Data extract START

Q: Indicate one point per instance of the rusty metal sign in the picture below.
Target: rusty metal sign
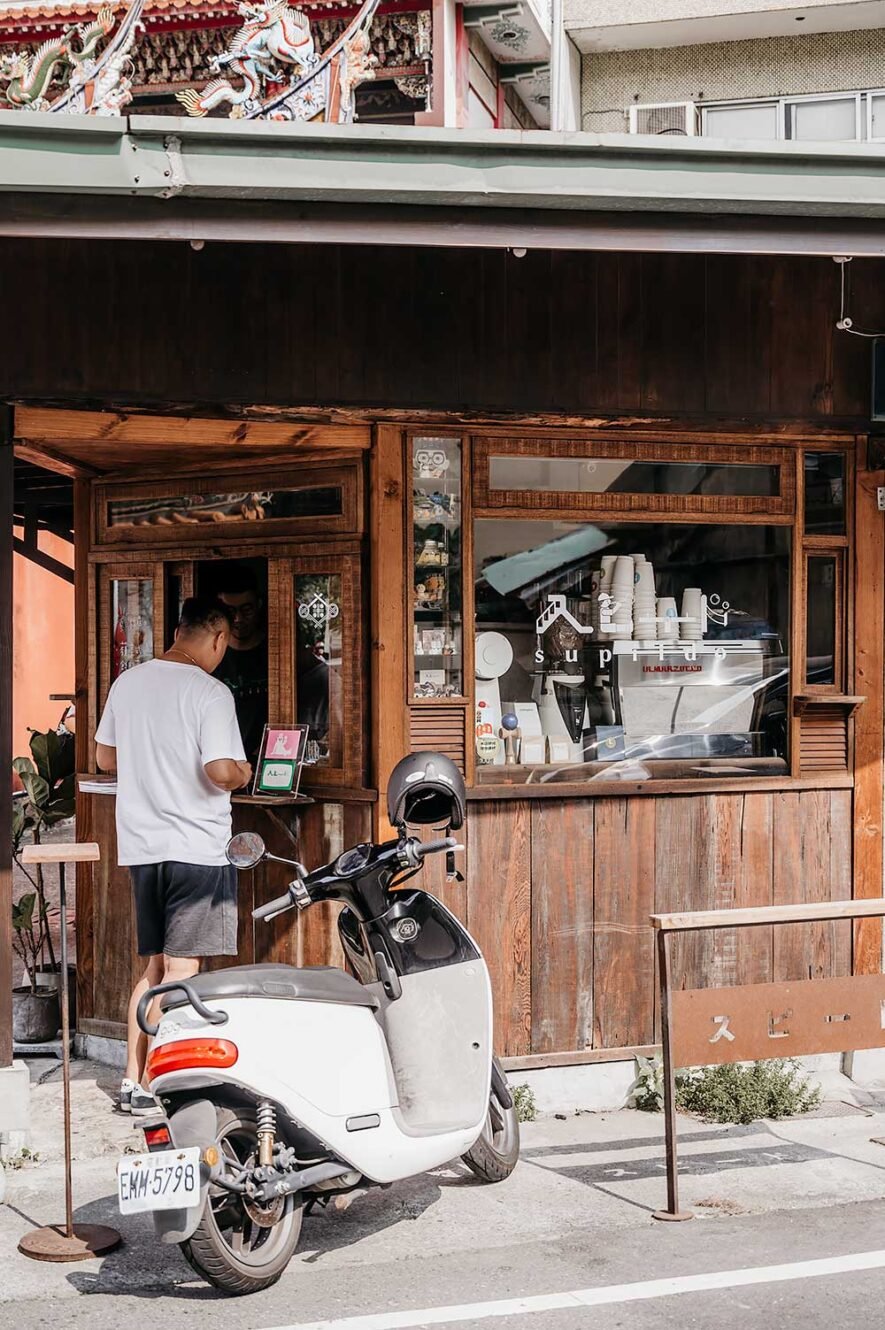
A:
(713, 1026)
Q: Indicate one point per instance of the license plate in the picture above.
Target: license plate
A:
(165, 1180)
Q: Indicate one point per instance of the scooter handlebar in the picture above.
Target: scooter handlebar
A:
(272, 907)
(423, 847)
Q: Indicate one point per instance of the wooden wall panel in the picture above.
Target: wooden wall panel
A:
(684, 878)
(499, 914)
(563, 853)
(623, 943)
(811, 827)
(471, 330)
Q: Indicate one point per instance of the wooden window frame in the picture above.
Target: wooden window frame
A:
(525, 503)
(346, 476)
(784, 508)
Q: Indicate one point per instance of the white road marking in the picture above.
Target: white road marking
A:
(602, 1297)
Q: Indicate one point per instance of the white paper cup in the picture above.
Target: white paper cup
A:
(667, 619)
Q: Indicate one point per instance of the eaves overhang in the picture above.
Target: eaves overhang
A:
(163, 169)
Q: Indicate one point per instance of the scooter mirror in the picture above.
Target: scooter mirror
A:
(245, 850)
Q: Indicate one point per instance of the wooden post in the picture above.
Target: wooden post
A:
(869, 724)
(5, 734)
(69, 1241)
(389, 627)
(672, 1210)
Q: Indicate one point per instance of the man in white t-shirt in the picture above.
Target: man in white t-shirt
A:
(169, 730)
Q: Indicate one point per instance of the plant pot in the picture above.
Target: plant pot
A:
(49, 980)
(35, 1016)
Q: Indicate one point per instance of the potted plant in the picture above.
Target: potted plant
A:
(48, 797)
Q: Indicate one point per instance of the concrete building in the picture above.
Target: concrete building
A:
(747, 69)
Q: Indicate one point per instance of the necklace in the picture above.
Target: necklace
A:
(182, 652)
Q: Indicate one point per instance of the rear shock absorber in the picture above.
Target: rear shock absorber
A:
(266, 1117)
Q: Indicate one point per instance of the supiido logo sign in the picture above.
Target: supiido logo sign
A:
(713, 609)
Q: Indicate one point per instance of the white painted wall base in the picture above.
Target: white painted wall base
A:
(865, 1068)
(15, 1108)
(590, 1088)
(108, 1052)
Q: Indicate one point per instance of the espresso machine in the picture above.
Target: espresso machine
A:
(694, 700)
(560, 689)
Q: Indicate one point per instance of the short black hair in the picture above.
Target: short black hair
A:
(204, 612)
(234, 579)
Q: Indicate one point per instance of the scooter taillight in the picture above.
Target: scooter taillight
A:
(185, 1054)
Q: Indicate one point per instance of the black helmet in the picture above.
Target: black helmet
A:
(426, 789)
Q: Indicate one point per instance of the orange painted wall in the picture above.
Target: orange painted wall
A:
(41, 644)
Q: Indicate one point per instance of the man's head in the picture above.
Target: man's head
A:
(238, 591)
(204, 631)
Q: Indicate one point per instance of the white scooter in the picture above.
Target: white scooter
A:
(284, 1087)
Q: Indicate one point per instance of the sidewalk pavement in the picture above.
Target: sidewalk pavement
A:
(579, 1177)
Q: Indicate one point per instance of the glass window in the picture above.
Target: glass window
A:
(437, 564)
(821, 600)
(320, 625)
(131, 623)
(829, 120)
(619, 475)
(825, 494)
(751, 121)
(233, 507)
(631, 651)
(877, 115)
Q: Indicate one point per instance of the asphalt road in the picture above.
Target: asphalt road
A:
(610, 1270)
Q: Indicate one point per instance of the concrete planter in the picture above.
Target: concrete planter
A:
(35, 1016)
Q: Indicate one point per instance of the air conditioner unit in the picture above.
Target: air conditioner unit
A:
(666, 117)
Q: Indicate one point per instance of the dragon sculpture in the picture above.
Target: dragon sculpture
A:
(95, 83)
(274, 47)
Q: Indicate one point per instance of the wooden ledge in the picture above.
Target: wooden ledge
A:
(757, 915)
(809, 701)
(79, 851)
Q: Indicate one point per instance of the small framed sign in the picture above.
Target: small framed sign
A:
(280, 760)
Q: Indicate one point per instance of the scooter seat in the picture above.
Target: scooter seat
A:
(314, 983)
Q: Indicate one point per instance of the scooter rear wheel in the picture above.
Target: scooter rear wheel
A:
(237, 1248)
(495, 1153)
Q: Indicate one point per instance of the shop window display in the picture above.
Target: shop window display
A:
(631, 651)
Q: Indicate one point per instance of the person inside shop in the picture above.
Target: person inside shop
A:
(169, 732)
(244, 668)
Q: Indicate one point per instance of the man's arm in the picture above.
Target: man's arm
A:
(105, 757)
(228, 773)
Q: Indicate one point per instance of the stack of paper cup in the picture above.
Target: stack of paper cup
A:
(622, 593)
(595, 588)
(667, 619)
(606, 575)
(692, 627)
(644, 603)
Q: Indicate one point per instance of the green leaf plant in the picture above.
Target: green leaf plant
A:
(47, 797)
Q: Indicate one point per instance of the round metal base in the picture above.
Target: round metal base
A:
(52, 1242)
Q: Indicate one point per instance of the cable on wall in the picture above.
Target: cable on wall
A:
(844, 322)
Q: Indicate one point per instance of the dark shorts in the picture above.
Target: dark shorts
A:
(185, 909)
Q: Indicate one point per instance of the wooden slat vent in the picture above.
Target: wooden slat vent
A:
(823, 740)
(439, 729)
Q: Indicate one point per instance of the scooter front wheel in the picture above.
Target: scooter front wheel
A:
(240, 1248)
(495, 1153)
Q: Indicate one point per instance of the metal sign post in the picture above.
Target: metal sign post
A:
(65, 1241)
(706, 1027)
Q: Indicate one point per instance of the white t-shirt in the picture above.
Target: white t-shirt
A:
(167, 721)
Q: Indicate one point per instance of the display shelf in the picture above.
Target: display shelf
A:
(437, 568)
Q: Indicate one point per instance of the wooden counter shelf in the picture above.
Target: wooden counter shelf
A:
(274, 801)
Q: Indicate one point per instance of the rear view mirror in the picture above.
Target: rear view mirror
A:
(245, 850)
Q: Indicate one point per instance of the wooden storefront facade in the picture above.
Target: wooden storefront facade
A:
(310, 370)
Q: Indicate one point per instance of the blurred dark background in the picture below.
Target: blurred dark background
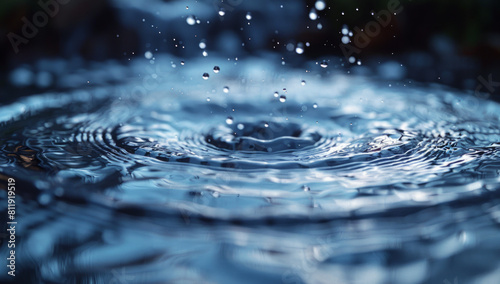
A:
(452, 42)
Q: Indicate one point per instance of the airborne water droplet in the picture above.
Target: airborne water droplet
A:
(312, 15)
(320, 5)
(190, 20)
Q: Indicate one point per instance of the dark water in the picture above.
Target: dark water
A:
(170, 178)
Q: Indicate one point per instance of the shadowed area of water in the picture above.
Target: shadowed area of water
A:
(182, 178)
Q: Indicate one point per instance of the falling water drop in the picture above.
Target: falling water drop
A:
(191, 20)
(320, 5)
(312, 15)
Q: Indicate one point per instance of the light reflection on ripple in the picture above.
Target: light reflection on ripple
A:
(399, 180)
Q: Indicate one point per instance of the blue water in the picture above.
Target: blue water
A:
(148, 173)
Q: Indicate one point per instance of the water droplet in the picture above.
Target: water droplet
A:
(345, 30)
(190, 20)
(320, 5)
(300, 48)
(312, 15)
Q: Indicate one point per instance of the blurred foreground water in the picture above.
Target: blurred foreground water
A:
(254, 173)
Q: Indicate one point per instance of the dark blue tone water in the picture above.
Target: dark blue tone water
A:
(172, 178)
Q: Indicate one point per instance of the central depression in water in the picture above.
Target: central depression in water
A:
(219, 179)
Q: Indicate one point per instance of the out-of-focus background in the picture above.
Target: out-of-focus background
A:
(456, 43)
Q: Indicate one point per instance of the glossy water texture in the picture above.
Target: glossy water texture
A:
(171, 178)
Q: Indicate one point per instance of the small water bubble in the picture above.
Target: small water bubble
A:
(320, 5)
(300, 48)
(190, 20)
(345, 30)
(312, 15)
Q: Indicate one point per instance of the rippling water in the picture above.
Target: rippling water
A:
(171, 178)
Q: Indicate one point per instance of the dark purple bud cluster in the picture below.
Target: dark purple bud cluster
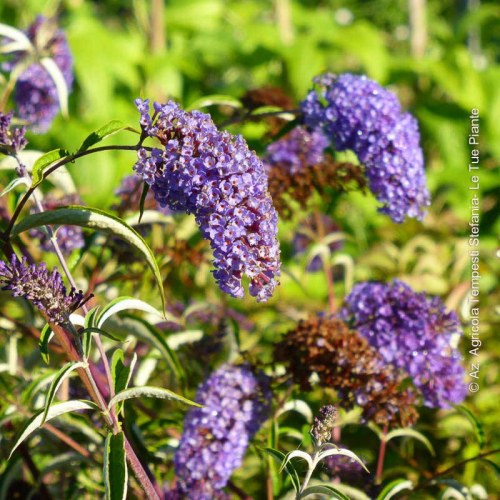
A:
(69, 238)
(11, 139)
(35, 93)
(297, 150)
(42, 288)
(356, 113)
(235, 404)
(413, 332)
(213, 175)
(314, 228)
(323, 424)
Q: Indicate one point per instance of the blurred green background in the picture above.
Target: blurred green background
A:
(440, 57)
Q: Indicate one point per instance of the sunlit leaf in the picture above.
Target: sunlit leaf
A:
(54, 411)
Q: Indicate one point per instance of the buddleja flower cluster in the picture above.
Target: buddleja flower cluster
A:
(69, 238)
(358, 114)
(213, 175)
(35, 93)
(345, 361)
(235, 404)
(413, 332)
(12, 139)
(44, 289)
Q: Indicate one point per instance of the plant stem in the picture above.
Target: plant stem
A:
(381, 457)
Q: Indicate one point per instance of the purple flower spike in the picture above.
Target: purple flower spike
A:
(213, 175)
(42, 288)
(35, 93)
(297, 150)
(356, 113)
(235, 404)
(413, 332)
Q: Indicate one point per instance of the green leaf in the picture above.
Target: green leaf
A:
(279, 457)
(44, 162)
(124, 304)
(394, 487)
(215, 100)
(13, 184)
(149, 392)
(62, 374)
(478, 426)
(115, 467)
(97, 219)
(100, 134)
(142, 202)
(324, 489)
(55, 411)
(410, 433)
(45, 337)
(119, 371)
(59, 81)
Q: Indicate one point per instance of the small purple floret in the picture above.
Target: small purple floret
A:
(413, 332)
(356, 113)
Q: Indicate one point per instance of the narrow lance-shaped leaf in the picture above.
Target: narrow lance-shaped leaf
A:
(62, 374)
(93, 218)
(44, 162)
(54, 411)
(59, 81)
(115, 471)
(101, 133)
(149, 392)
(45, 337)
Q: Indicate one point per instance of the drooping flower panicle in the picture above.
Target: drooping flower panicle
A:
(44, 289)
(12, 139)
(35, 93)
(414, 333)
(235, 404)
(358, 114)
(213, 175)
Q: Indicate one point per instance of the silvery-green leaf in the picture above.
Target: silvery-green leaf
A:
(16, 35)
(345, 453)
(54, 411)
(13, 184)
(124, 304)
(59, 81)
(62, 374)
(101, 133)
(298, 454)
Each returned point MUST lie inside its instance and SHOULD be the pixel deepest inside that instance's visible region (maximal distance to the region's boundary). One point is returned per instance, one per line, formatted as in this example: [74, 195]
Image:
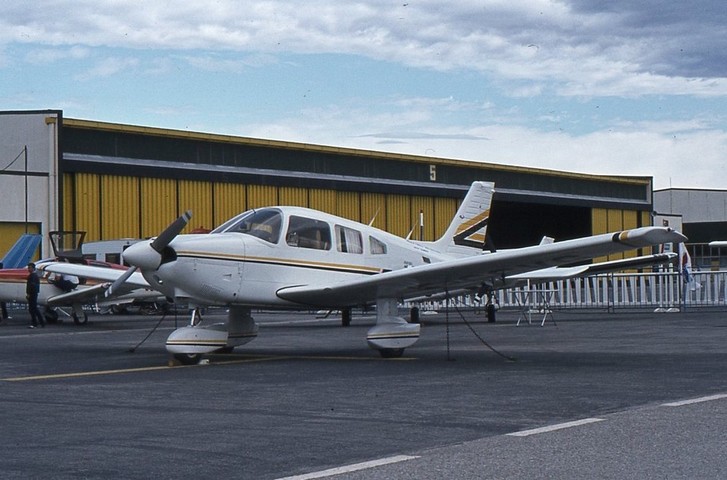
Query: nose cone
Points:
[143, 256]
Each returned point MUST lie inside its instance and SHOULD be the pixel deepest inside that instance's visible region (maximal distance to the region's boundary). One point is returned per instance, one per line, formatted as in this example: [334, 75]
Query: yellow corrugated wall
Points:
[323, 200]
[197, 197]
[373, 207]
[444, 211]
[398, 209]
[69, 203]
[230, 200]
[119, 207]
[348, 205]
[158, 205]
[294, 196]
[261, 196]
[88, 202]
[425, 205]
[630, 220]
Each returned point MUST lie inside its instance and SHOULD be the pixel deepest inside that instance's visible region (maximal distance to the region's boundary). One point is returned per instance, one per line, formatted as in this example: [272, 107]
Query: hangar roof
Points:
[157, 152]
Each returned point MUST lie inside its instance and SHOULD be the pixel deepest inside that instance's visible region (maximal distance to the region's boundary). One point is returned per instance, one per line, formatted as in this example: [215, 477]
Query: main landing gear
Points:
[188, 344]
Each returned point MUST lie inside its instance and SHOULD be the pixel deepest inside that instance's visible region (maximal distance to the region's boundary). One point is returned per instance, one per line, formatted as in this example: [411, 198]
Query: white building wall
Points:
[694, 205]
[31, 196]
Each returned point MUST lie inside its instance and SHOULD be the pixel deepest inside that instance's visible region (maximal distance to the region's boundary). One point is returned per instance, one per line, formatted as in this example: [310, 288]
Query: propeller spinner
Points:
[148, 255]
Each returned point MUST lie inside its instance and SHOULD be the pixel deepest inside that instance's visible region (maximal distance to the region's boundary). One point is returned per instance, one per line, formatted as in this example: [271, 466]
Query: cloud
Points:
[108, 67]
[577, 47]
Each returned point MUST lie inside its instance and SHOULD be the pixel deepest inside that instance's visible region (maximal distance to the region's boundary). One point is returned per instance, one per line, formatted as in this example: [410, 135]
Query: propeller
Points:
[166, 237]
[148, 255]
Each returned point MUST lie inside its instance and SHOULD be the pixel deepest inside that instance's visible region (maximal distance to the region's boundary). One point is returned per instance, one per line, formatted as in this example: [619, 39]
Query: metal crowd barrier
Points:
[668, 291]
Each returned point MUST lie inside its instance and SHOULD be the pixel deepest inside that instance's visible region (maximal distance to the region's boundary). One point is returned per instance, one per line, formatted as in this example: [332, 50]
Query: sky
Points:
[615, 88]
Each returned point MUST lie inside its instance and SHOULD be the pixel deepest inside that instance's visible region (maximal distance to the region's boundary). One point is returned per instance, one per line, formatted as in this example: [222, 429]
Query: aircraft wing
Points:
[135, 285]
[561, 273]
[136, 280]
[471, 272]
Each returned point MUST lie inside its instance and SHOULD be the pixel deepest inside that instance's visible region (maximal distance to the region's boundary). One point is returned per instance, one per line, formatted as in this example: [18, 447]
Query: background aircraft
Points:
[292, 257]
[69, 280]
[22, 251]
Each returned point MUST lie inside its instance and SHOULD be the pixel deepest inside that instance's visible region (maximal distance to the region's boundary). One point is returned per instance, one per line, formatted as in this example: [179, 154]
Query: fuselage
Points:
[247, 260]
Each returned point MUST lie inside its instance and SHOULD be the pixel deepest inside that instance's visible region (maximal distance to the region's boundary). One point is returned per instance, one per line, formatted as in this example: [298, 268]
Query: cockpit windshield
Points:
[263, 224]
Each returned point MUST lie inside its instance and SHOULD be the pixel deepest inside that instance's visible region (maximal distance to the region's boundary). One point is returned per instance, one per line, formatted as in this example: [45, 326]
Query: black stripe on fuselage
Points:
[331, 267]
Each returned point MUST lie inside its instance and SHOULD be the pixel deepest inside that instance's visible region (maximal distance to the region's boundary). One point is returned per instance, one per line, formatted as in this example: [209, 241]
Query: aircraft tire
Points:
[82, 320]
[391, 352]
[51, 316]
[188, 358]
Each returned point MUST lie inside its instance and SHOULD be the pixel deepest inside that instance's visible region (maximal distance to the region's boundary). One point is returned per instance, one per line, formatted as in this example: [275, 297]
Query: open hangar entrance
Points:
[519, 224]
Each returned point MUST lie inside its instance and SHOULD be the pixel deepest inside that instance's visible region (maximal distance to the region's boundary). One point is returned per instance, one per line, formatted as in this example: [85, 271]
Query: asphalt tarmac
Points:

Data extract END

▶ _Required work_: Extract exactly and only the lines above from the line containing "Q: Indicate one point per instance of the purple" through the line containing "Target: small purple floret", both end lines included.

▶ _Exercise output_:
Q: Indicate one point per instance of the purple flower spike in the picture above.
Target: purple flower spike
A:
(213, 175)
(42, 288)
(35, 93)
(297, 150)
(356, 113)
(235, 404)
(413, 332)
Q: Indicate one point per instance of the green leaf in the picture above.
Target: green leaf
A:
(279, 457)
(44, 162)
(124, 304)
(394, 487)
(215, 100)
(13, 184)
(149, 392)
(62, 374)
(478, 426)
(115, 467)
(97, 219)
(100, 134)
(142, 202)
(324, 489)
(55, 411)
(410, 433)
(45, 337)
(119, 371)
(59, 81)
Q: Indicate one point per instance of the small purple floret in the picture above.
Target: small purple floret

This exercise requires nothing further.